Task brief >> Please read the football coaching text: how many ideas were game plans limited to?

The coaches processed a staggering amount of information prior to each game. However, transferring all of it to the players was unreasonable lest they overload their team with too much information. Thus, game plans were limited to just two or three heavily emphasized ideas. Any more information and the player's ability to concentrate fully would be challenged. Like with Benitez, Belichick set himself apart from his rivals by understanding how to prioritize problems rather than exhaust his resources by trying to solve them all at once.

The book's wider focus brought occasional commentary about Belichick from others in the football world. One observer noted that players on the downside of their careers generally got a lot of attention from the fans and the media. He saw it as the coach's job to ease them out of the organization, generally by slowly transferring responsibilities to a younger, rapidly improving player. This observer thought Belichick did an outstanding job at this task.

Not all of these observations were compliments. One significant league executive noted that leading an organization through multiples phases required understanding the feelings, loyalties, and relationships that people have with each other. This comment's positioning within the book implied that Belichick lacked this capability early on in his career.

One up: My freshman football coach once said that football games are determined by just a few plays. The reason why players must go all-out on each play is because no one knows if a given play will be among those crucial few until the play is over.

(Point annotations for photos)
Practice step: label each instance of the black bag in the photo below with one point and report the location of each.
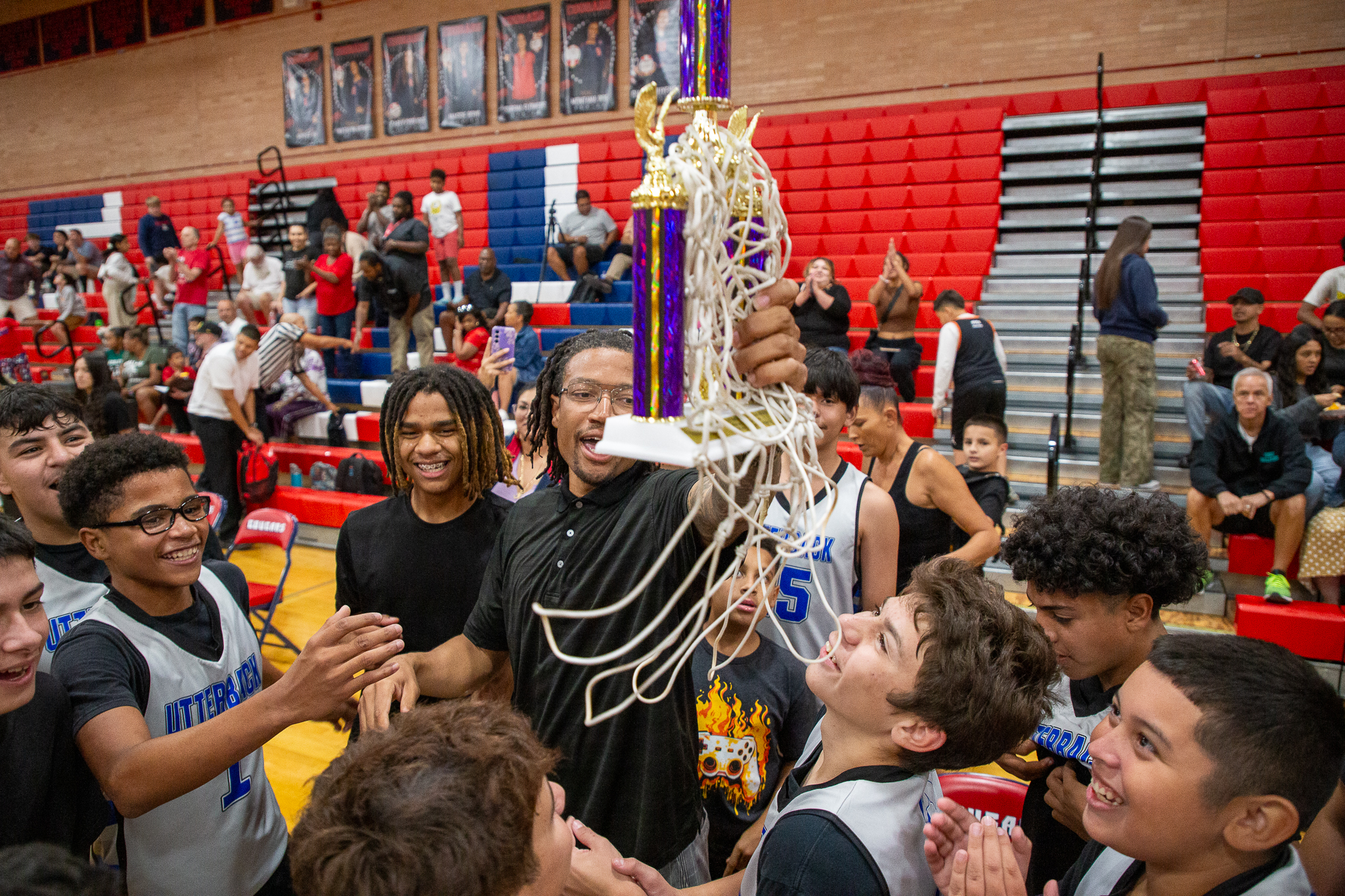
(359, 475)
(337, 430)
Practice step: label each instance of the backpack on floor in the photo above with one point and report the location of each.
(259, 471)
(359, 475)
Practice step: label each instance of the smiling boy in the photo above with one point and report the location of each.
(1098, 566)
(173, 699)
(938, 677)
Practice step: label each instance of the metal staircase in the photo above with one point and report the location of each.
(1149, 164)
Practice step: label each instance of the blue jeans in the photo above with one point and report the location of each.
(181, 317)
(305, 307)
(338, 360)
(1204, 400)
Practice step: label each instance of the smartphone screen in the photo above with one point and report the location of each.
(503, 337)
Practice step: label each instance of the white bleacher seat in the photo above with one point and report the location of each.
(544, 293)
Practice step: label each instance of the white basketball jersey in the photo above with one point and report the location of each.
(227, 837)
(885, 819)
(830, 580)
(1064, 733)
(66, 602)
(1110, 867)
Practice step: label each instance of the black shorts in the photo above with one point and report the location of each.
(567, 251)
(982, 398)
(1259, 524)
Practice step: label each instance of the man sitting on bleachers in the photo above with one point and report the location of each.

Task output >> Two or three heavily emphasized ideas.